═════ Given text ═════

One of Wole Olubanji’s friends had left a wedding party one evening when he was stopped by officers from Nigeria’s notorious Special Anti-Robbery Squad (Sars), a specialist police unit. The officers didn’t like the look of the young man, who wears his hair in dreadlocks. They marched him to a cash machine and ordered him to withdraw 40,000 naira ($100), leaving him with 3,000 naira (less than $10) in his bank account. Olubanji says his friend was powerless to resist, fearing a beating or worse were he to refuse to pay off the goons.

═════ Information shown ═════

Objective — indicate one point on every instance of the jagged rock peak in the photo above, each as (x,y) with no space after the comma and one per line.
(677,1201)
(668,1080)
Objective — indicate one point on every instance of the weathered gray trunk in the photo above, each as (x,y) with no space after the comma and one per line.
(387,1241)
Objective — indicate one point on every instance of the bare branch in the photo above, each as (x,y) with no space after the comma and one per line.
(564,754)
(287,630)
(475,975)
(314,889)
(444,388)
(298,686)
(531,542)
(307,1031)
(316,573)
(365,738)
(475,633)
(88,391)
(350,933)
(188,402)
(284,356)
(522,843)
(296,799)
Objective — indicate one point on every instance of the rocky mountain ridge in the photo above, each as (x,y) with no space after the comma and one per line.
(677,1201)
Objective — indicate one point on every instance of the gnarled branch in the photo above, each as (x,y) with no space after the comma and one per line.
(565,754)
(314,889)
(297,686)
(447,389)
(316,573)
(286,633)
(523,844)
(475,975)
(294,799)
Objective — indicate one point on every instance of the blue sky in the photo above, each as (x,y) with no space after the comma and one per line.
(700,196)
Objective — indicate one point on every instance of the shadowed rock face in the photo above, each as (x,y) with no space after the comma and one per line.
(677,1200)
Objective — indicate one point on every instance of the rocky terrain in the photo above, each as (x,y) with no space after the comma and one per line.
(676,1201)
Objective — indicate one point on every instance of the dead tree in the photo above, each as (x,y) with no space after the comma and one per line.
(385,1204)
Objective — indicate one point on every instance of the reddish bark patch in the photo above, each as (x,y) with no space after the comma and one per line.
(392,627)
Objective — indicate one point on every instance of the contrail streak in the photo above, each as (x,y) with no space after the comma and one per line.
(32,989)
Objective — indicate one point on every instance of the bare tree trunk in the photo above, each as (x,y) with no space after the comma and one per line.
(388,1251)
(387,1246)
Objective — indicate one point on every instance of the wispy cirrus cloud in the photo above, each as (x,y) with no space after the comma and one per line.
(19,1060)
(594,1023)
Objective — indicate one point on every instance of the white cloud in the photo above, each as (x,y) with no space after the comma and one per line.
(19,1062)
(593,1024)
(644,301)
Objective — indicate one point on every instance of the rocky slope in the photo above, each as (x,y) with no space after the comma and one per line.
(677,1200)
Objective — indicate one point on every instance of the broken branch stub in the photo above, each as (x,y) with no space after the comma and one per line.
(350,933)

═════

> **Tasks**
a: Answer these from the text about the Sars police stop:
(i) What is the full name of the unit abbreviated as Sars?
(ii) How much money did the officers order the young man to withdraw?
(iii) How does the text describe the young man's hair?
b: Retype the passage of the text about the Sars police stop that begins with the words containing "One of Wole" and ends with "off the goons.", with every word and punctuation mark unchanged.
c: Write what comes next in the text about the Sars police stop, starting right after its final sentence.

> **Outputs for the tasks**
a:
(i) Special Anti-Robbery Squad
(ii) 40,000 naira ($100)
(iii) He wears it in dreadlocks.

b:
One of Wole Olubanji’s friends had left a wedding party one evening when he was stopped by officers from Nigeria’s notorious Special Anti-Robbery Squad (Sars), a specialist police unit. The officers didn’t like the look of the young man, who wears his hair in dreadlocks. They marched him to a cash machine and ordered him to withdraw 40,000 naira ($100), leaving him with 3,000 naira (less than $10) in his bank account. Olubanji says his friend was powerless to resist, fearing a beating or worse were he to refuse to pay off the goons.

c:
The episode epitomises discontent with Sars, a unit of the Nigerian police created nearly 30 years ago to combat violent crimes such as kidnappings and robberies. Originally welcomed in some communities scarred by crime, its methods – alleged torture, unlawful arrests, extra-judicial killings – began to resemble those of the criminals it purported to be fighting. A notorious Abuja detention centre run by the unit is nicknamed “the abattoir”. Between January 2017 and May 2020, a report by Amnesty International found there were more than 80 alleged cases of torture, ill treatment and extra-judicial execution by Sars, not a single one of which resulted in prosecution. Olubanji is now one of thousands of Nigerians to have joined protests calling for the unit to be disbanded. The protests, in which, according to Amnesty, at least ten people have been killed, were triggered by a string of viral videos showing Sars use brutal and likely illegal tactics, with one clip apparently showing a man being badly beaten.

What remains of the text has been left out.